— Record set —
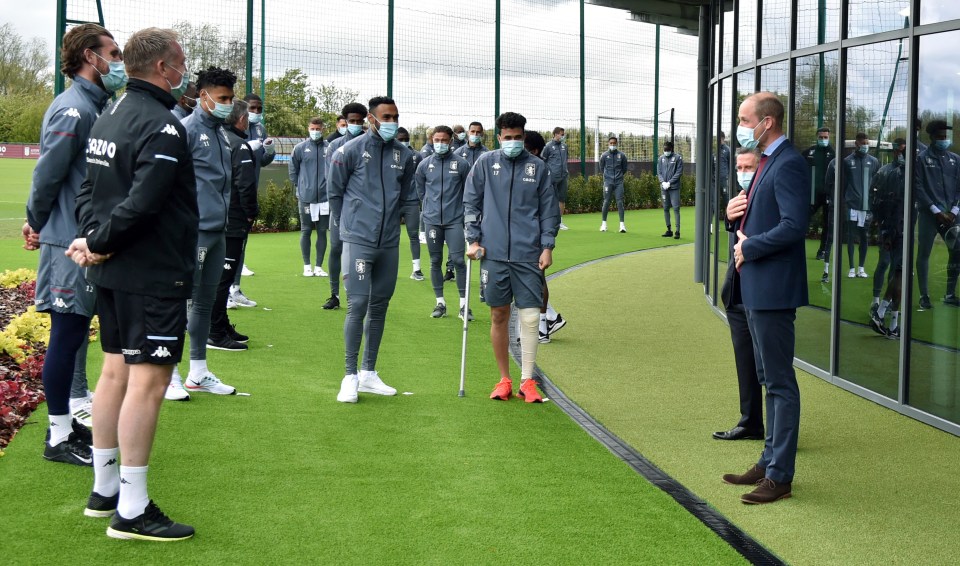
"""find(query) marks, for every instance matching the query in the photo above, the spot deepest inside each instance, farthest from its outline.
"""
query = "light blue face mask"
(387, 130)
(512, 148)
(116, 77)
(219, 111)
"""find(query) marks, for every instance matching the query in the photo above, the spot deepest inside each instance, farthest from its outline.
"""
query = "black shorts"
(146, 330)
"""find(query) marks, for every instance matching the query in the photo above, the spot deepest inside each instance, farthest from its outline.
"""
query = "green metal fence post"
(583, 96)
(656, 100)
(390, 8)
(58, 42)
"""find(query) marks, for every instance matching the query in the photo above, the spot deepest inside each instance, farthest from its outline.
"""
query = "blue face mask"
(116, 77)
(512, 148)
(387, 130)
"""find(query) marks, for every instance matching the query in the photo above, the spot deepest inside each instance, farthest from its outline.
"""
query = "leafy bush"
(278, 209)
(586, 194)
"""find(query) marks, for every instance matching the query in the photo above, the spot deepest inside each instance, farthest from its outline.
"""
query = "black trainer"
(234, 335)
(73, 450)
(556, 324)
(224, 342)
(101, 506)
(151, 525)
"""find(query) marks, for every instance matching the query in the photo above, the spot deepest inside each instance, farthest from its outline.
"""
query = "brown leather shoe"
(750, 477)
(767, 491)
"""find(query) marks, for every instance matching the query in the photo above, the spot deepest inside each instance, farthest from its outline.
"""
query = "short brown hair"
(146, 47)
(75, 42)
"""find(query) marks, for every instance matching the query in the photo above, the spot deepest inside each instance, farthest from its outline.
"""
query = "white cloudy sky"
(444, 54)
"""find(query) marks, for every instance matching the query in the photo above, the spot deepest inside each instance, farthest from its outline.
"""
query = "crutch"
(466, 322)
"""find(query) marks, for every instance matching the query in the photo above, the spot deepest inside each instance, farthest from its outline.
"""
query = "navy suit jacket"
(774, 273)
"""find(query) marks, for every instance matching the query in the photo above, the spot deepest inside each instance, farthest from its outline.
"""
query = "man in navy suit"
(771, 220)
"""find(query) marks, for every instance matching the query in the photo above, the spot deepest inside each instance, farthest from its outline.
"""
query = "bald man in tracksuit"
(369, 180)
(439, 181)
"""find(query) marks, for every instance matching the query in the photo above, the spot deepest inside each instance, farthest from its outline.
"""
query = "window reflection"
(818, 22)
(934, 366)
(875, 16)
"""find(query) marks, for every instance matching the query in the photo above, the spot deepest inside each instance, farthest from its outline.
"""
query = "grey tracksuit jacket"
(938, 180)
(308, 171)
(858, 171)
(510, 207)
(213, 167)
(555, 154)
(670, 169)
(471, 153)
(614, 167)
(62, 166)
(368, 182)
(439, 181)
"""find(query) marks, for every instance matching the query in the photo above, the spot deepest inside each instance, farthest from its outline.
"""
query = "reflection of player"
(938, 204)
(818, 156)
(886, 202)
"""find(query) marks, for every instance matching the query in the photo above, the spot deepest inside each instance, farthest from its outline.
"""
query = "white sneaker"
(348, 389)
(82, 409)
(175, 390)
(208, 383)
(241, 300)
(370, 382)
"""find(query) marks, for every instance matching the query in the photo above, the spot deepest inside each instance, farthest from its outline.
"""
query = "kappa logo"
(161, 352)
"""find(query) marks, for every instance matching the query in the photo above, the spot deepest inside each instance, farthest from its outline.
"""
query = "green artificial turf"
(288, 475)
(644, 354)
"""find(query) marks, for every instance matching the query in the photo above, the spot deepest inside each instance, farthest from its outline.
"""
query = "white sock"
(106, 471)
(133, 491)
(882, 309)
(551, 314)
(528, 341)
(60, 428)
(198, 368)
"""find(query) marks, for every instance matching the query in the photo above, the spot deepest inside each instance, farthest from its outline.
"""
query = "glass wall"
(883, 245)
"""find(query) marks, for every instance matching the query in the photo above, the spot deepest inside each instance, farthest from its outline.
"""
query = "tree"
(23, 64)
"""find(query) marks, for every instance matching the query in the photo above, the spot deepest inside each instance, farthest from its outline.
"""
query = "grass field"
(290, 475)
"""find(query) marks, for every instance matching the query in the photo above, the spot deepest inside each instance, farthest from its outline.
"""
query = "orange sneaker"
(503, 390)
(528, 391)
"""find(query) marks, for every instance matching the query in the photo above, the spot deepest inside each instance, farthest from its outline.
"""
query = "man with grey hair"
(137, 216)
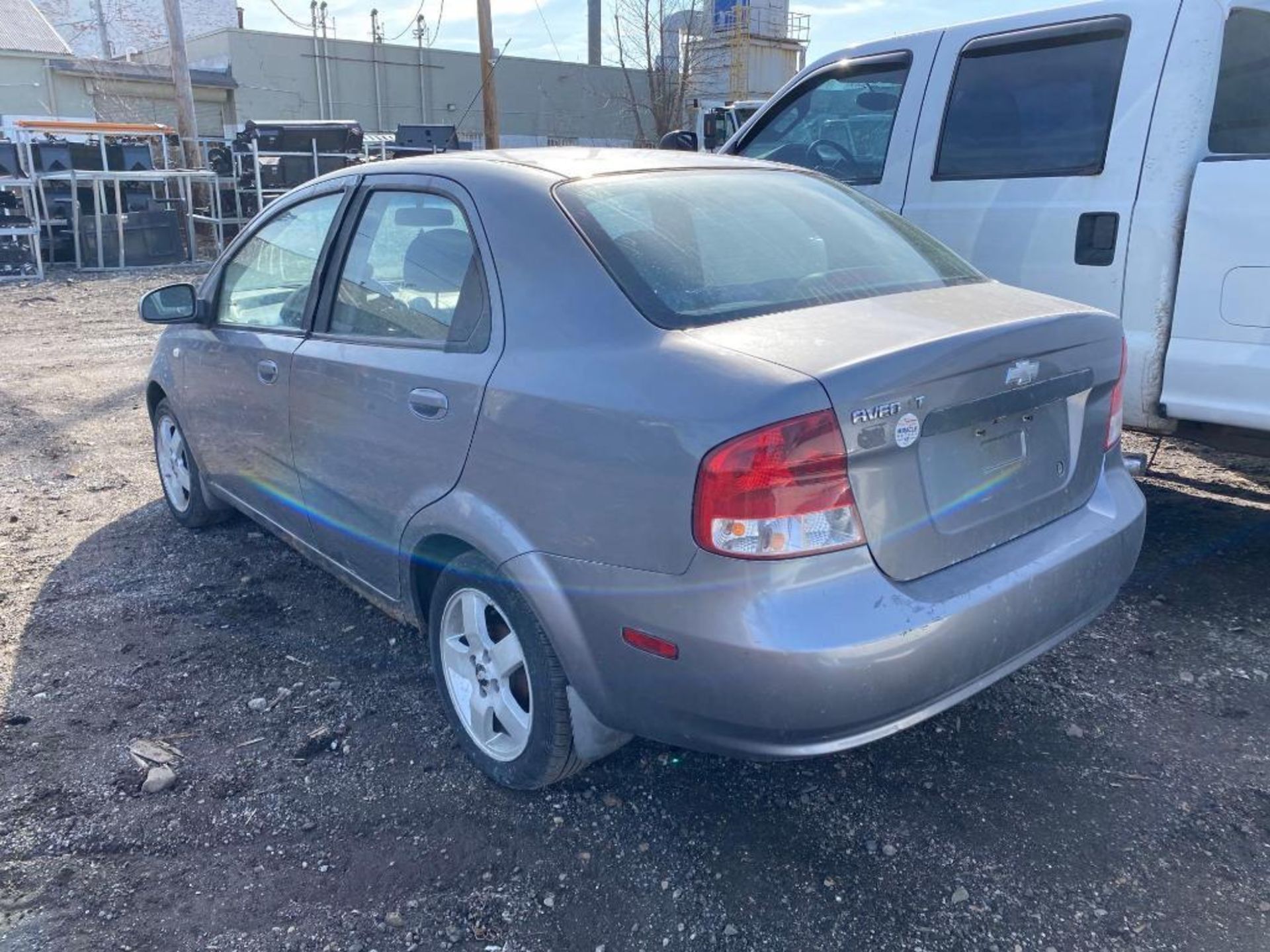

— What to work on —
Please list every line from the entries above that contains the string "black". Treat uppercase and lowercase letters as distinct.

— Solution —
query = "black shorts"
query = "black trainer"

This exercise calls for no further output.